[EXERCISE DESCRIPTION]
Write out, character for character, the line containing "of the church" and all lines after it up to the end of the listing.
== INPUT DATA ==
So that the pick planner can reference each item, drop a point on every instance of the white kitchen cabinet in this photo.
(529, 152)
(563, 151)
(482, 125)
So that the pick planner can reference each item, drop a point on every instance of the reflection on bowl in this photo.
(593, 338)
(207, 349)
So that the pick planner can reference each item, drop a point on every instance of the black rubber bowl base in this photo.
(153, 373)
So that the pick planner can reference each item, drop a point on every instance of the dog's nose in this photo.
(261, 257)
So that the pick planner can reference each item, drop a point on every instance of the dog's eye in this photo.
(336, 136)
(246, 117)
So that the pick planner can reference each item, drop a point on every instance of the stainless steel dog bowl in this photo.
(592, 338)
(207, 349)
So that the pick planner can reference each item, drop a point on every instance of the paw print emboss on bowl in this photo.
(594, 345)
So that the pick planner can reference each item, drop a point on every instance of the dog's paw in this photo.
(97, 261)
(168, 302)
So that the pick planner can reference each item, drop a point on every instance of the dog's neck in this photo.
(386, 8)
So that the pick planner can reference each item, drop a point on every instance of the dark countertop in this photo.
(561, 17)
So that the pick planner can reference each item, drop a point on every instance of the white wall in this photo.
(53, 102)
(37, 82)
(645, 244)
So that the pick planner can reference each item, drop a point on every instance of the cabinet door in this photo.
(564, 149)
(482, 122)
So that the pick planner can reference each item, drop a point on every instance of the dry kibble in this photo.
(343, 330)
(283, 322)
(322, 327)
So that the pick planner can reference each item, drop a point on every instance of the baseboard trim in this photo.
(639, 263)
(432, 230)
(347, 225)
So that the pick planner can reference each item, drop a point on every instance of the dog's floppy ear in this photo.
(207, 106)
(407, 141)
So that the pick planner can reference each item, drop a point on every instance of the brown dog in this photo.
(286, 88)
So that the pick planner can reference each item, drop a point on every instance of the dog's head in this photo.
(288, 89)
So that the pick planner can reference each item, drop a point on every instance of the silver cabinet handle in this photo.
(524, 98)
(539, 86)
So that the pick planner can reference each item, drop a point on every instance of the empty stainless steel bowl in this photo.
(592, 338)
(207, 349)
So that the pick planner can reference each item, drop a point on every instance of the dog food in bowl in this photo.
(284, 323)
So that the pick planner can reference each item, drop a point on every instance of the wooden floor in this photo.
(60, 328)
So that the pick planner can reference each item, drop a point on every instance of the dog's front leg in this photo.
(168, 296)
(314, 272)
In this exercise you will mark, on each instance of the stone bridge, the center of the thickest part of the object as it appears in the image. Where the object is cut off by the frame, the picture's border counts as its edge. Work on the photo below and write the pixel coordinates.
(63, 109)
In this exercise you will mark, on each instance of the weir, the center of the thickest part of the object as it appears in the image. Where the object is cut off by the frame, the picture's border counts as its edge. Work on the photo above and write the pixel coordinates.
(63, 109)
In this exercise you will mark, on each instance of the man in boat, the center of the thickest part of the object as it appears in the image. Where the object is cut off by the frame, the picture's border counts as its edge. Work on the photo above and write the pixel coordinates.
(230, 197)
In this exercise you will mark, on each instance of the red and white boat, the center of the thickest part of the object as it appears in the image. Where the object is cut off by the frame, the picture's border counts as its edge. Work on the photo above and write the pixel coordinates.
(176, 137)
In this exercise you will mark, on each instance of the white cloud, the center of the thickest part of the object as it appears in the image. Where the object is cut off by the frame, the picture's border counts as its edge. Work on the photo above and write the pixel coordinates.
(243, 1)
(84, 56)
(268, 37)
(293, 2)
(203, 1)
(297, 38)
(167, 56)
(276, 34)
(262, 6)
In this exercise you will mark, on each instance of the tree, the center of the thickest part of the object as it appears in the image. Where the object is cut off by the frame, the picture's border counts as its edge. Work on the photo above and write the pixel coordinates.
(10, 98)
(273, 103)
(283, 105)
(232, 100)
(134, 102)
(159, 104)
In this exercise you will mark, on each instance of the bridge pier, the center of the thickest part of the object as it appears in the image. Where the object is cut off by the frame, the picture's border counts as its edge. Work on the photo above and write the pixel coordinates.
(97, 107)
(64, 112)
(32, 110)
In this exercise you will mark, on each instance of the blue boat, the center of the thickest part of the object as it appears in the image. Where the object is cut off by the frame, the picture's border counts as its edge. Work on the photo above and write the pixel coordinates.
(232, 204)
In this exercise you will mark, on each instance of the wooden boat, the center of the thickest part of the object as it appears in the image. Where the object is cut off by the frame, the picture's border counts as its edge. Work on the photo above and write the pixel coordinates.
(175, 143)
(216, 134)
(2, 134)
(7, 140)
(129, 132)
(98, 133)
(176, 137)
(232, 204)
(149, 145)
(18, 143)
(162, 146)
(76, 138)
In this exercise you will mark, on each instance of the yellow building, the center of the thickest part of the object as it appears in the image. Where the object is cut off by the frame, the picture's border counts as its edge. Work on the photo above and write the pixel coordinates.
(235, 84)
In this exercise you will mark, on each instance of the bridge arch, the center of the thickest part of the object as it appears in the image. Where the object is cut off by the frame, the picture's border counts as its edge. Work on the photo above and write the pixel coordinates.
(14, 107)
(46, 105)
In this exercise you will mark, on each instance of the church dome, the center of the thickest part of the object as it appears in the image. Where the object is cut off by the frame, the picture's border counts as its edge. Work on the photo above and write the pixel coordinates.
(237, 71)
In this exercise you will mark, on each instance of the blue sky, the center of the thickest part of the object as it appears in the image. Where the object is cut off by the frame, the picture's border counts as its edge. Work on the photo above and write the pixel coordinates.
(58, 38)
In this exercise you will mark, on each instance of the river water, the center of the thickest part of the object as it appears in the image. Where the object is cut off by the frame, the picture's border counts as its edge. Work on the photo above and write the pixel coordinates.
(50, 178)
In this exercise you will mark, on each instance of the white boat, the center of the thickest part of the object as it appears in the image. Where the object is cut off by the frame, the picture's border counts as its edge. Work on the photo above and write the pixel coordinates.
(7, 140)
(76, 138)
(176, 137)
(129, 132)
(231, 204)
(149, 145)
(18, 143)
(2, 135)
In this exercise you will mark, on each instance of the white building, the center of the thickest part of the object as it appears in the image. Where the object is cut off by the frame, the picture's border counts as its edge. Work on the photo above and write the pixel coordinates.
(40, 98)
===
[RESPONSE TO THIS EXERCISE]
In this exercise you will mark, on each instance of the church dome, the center of the thickest part of the object as it appears in the image. Where the object is cut off by the frame, the picture's border counts as its edge. Work on the photo above and write the pixel coordinates.
(237, 71)
In this exercise you will mark, on each instance of the blue sky, the center of the thickest part of the object as it appears in the image. Where the object is cut off by the frame, the picture's border counts as its edge. Work on the photo above and write the pixel coordinates.
(58, 38)
In this exercise you will mark, on each instance of the river water, the center of the thickest part of the object as it appears in the image. Where the object is cut off by the frame, the picture's border counts as its edge. Work on the photo above and write the pixel coordinates.
(50, 178)
In this exercise you will mark, on each instance of the white boat, the center of the thickest part of the object as it appears in the image. Where the object is cut off by the frame, the picture's border counts as its edge. Work on the photo above and write the pixel coordinates.
(7, 140)
(76, 138)
(176, 137)
(129, 132)
(231, 204)
(149, 145)
(18, 143)
(2, 135)
In this exercise you will mark, on each instance of the white building, the center of the thickest part of the object as it appears in the image. Where the object is cut off by the frame, the picture's border counts as its edge. Work on the photo above and write the pixel coordinates.
(40, 98)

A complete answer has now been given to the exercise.